-- EXERCISE AIM --
Please pick out each line in the rows below that contains the string "rippled" and copy it. Case counts.

====

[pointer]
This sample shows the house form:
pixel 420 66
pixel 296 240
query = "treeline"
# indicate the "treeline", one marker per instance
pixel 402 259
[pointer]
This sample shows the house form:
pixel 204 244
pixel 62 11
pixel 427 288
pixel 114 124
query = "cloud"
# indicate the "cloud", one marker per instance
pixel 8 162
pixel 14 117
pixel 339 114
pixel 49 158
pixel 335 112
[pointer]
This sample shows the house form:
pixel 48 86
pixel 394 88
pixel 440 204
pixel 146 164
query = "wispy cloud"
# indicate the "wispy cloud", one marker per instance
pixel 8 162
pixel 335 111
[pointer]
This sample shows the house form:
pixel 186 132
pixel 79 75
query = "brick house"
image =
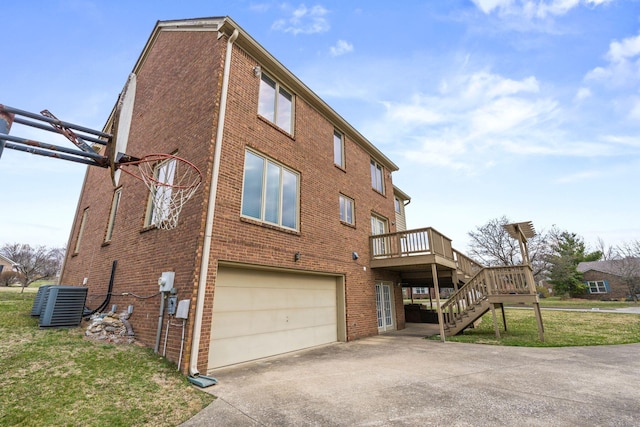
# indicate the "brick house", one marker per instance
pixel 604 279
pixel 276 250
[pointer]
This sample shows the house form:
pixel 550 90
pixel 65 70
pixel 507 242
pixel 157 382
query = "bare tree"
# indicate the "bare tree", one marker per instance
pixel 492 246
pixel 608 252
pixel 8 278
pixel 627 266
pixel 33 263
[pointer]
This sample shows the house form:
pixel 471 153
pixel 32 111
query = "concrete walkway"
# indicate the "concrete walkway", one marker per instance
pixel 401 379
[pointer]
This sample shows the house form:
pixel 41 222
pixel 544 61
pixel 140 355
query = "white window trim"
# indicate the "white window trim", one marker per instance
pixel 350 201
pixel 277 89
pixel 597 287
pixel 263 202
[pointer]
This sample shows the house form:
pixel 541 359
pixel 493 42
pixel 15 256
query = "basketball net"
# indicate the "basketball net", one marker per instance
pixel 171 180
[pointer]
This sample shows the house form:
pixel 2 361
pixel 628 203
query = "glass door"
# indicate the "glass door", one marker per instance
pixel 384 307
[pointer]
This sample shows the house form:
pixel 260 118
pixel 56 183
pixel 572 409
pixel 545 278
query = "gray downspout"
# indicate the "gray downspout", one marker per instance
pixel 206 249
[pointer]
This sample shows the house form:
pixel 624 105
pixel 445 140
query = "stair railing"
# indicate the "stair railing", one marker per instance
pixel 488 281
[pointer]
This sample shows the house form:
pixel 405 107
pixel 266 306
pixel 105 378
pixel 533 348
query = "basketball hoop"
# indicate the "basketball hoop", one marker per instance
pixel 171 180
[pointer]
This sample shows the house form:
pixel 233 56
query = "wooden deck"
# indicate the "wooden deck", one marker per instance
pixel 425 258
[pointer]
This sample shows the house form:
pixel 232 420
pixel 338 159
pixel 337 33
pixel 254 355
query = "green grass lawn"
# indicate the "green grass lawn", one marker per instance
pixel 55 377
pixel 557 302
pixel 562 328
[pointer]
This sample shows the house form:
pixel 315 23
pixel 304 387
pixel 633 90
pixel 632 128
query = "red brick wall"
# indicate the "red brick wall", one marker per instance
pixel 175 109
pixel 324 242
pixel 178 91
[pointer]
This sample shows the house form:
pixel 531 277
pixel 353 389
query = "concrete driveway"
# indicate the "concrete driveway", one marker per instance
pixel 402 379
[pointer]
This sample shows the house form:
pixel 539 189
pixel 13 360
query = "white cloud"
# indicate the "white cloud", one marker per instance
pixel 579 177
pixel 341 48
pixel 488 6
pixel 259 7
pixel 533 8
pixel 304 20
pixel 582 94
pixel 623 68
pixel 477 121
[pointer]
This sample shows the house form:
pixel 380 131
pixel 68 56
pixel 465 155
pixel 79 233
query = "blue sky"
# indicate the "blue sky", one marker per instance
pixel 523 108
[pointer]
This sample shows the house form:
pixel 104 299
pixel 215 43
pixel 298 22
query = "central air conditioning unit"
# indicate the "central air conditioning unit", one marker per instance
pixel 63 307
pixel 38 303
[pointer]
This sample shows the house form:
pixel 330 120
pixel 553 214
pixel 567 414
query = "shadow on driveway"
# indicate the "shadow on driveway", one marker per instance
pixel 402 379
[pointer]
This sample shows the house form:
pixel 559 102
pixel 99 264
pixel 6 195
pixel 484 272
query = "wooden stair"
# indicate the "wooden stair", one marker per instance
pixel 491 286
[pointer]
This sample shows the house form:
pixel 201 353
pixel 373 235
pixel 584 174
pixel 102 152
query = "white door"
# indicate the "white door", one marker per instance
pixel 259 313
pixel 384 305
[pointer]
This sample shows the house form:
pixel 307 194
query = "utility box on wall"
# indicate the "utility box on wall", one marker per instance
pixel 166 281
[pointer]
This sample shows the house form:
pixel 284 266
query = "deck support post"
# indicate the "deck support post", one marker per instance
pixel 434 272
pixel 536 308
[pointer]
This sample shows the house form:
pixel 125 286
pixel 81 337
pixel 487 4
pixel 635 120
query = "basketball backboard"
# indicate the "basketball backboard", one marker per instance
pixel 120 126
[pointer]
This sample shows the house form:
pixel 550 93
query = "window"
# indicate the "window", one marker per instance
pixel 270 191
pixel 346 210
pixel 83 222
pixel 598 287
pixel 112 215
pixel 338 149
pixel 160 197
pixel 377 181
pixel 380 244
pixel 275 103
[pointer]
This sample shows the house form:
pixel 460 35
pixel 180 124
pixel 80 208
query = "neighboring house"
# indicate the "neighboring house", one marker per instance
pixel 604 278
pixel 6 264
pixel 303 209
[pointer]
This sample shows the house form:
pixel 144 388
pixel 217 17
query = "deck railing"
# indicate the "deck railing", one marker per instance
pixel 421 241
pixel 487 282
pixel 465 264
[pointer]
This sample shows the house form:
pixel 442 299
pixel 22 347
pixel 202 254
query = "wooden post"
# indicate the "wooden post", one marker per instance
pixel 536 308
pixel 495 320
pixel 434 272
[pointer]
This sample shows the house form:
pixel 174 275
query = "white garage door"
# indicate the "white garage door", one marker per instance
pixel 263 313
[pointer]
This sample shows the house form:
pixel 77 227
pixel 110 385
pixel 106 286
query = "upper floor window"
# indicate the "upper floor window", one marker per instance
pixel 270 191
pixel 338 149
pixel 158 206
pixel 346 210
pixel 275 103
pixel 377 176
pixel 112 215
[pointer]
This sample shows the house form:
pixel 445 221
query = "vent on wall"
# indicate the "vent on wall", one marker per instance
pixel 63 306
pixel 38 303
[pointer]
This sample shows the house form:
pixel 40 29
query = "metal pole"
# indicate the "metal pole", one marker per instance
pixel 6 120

====

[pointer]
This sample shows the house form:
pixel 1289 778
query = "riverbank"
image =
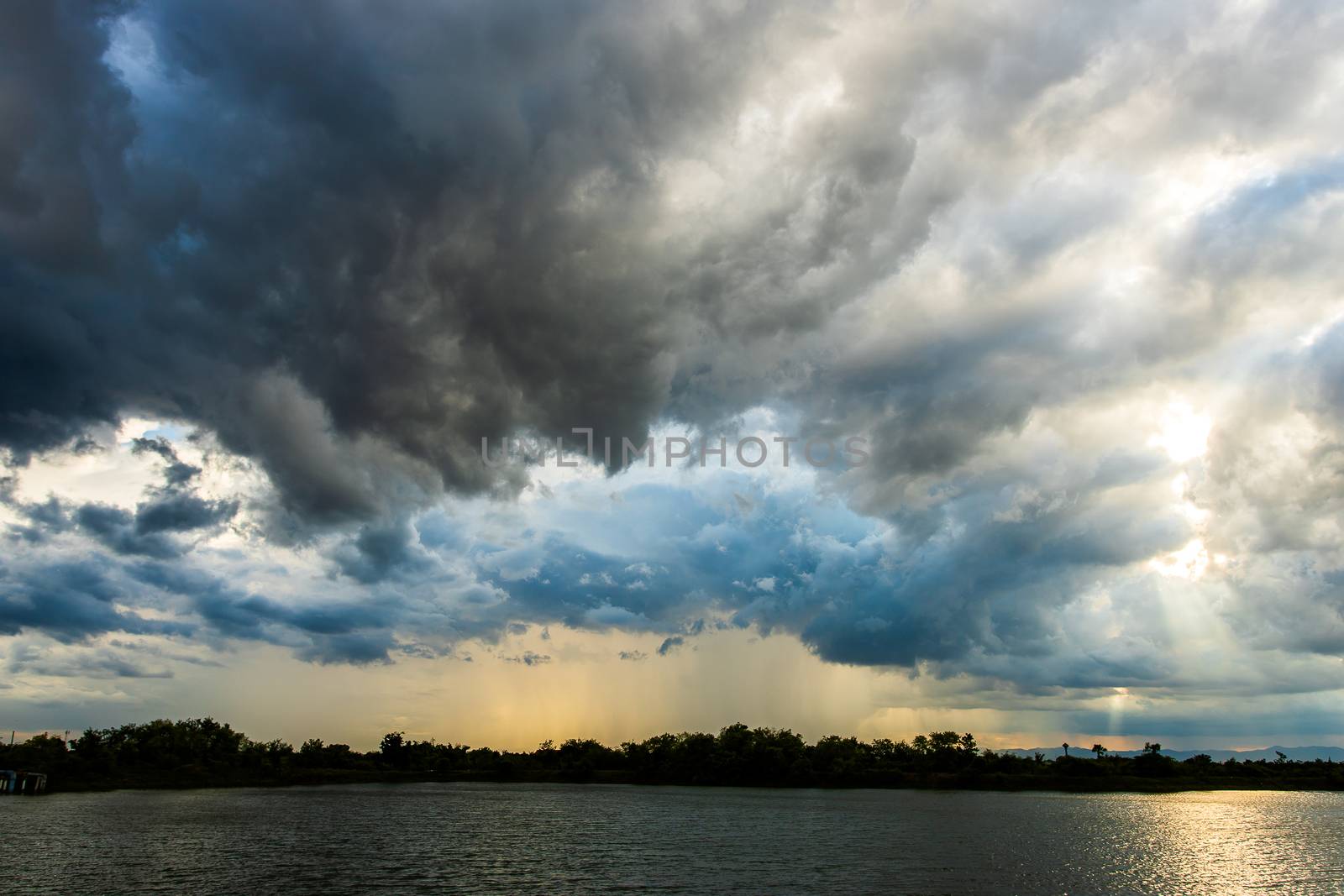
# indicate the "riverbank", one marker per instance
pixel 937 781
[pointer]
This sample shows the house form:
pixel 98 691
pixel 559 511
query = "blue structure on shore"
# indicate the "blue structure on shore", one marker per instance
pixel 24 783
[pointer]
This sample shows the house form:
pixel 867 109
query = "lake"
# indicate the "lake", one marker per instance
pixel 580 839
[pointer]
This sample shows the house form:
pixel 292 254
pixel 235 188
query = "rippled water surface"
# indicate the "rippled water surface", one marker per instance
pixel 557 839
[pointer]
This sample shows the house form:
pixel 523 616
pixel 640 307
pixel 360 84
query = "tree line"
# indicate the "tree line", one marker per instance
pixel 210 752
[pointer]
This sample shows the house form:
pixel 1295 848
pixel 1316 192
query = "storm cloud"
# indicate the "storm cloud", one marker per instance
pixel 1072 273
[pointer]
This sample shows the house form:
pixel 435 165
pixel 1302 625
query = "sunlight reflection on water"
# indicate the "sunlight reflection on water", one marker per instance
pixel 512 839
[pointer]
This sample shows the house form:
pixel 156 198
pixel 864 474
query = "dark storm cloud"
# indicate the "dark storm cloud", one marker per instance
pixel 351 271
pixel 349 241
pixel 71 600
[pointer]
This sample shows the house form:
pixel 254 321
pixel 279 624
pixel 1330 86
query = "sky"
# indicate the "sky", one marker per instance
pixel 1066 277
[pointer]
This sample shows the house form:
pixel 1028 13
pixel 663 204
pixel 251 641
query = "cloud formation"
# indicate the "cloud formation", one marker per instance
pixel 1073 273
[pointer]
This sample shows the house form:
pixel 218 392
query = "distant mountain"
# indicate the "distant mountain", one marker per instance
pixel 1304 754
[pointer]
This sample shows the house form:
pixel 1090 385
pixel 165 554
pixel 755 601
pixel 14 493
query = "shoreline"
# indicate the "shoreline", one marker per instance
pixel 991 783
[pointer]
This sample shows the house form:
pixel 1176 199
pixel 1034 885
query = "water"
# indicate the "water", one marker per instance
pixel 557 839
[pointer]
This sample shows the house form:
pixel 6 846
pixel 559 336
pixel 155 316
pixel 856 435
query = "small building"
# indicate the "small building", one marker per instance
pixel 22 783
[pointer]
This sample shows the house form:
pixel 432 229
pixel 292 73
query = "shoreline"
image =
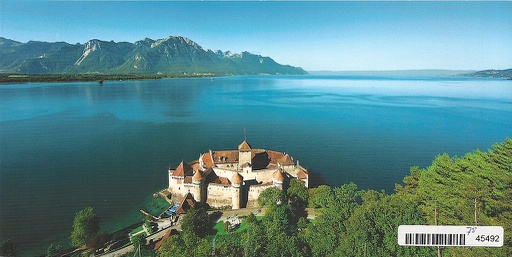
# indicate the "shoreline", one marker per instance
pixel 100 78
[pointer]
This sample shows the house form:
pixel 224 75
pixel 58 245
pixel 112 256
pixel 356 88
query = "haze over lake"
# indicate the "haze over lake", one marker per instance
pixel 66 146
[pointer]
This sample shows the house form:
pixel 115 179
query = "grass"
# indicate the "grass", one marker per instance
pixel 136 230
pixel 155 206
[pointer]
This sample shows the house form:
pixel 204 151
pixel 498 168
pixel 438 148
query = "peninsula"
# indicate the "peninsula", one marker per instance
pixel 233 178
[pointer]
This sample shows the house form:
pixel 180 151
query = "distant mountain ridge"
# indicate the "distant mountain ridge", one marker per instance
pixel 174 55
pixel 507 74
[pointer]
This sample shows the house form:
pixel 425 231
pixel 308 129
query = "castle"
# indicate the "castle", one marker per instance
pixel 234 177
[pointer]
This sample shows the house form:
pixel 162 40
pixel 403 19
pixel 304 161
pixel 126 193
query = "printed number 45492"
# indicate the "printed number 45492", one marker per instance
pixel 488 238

====

-- ANSWER BELOW --
query = "rippled water surface"
# indicate the "rippled water surface", one marker per instance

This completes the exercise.